_TASK DETAILS_
Set down each line of the data exactly, but not the pictures.

Records from a data collection:
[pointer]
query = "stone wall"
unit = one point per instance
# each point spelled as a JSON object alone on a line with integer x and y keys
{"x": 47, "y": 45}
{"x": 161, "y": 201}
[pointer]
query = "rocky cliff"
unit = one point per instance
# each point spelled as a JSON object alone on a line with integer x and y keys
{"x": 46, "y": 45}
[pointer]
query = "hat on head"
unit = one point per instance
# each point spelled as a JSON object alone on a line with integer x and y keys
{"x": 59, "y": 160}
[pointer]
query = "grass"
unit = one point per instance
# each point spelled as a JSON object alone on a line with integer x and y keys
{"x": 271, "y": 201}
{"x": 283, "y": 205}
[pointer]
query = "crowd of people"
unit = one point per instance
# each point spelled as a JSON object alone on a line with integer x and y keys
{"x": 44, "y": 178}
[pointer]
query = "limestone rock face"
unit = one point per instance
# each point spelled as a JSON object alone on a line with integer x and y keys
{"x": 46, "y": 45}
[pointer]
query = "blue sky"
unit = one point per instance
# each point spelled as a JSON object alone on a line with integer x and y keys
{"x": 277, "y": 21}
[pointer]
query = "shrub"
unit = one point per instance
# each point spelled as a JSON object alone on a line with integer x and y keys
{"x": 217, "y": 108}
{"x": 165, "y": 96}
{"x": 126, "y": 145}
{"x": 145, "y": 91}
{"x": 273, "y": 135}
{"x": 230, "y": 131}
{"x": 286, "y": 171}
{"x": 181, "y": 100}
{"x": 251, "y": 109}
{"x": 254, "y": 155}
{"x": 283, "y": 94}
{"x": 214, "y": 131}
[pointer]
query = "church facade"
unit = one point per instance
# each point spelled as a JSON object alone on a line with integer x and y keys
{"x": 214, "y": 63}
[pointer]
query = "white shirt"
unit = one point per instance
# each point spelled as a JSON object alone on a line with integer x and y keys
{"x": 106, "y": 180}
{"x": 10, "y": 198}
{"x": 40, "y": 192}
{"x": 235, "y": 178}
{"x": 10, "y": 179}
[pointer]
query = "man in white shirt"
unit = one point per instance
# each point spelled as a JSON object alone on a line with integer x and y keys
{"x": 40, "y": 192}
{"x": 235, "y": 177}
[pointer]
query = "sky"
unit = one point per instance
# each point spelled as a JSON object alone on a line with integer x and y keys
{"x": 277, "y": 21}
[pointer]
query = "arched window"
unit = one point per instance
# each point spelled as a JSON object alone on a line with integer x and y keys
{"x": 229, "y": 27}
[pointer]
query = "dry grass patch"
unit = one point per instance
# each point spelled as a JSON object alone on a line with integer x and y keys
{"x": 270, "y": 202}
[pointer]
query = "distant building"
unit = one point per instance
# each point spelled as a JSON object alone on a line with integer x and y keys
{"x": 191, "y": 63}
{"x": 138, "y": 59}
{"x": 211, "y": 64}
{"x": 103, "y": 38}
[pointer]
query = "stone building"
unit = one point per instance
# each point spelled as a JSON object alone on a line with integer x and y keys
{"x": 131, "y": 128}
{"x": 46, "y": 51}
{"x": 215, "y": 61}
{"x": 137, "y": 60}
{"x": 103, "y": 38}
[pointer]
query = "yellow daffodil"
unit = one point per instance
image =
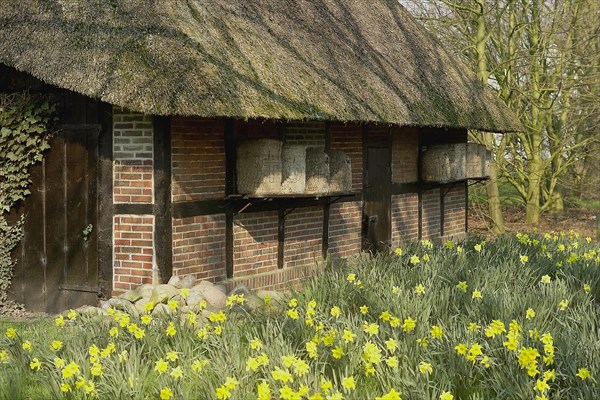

_ANSWER TO THIS EXERCISE_
[pointer]
query = "stone wall"
unit = one point per instance
# each point spelled as a JSON object alone on a line with integer x and y keys
{"x": 47, "y": 45}
{"x": 161, "y": 201}
[pointer]
query = "rocky cliff"
unit = one point per instance
# each point spelled as a JSON object alone on a line with integer x and y keys
{"x": 46, "y": 45}
[pointer]
query = "hat on head"
unit = one point per instance
# each point spelled as a JSON object alone on a line with integer x and y keys
{"x": 59, "y": 160}
[pointer]
query = "grass"
unit = one point per instance
# each point spelled as a JSON object alone on a line with integer x and y keys
{"x": 271, "y": 201}
{"x": 283, "y": 205}
[pointer]
query = "crowd of people"
unit = one point per instance
# each point spelled as a JSON object alone on a line with integer x and y keys
{"x": 44, "y": 178}
[pointer]
query = "limestone rock face"
unit = one point per instance
# each point spelled as a JSON object alone on a line with integer x and y keys
{"x": 46, "y": 45}
[pointer]
query = "blue sky"
unit = one point per instance
# each point spelled as a JSON object alone on a line with integer x and y keys
{"x": 277, "y": 21}
[pointer]
query = "shrub"
unit = one point per instance
# each point spelled as a JSON object alone on a line with integer x and y keys
{"x": 217, "y": 108}
{"x": 165, "y": 96}
{"x": 126, "y": 145}
{"x": 145, "y": 91}
{"x": 273, "y": 135}
{"x": 230, "y": 131}
{"x": 286, "y": 171}
{"x": 181, "y": 100}
{"x": 251, "y": 109}
{"x": 254, "y": 155}
{"x": 283, "y": 94}
{"x": 214, "y": 131}
[pointer]
query = "church facade"
unit = one point per instance
# each point spelled as a JSON object alone on a line with integer x and y keys
{"x": 214, "y": 63}
[pointer]
query = "white shirt"
unit = one point per instance
# each point spelled as a JSON object alone on a line with integer x and y keys
{"x": 106, "y": 180}
{"x": 10, "y": 198}
{"x": 40, "y": 192}
{"x": 235, "y": 178}
{"x": 10, "y": 179}
[pointer]
query = "man in white shirt"
unit = one point per instance
# each point spelled as a JSON object alone on a line with integer x and y keys
{"x": 40, "y": 192}
{"x": 235, "y": 177}
[pointer]
query = "sky"
unit = one point per instance
# each point spelled as a JSON object alone on a line with integer x and y keys
{"x": 277, "y": 21}
[pointer]
query = "arched window"
unit = one point per instance
# each point spelled as a JSON object alone on a line with integer x and y keys
{"x": 229, "y": 27}
[pointer]
query = "dry grass patch"
unit = one point per instance
# each point spelled as a JSON object alone on a line with integer x and y keys
{"x": 270, "y": 202}
[pointer]
query = "distant building"
unit = one point per instance
# each point spelled as a JSON object alone on a line with integer x and y keys
{"x": 191, "y": 63}
{"x": 138, "y": 59}
{"x": 211, "y": 64}
{"x": 103, "y": 38}
[pointer]
query = "stone building"
unit = one point per instance
# each point spelled as a JSON object alone on a line with integer x and y keys
{"x": 131, "y": 128}
{"x": 46, "y": 51}
{"x": 215, "y": 61}
{"x": 137, "y": 60}
{"x": 103, "y": 38}
[pointer]
query = "yellow daffodil"
unit = one point per instance
image =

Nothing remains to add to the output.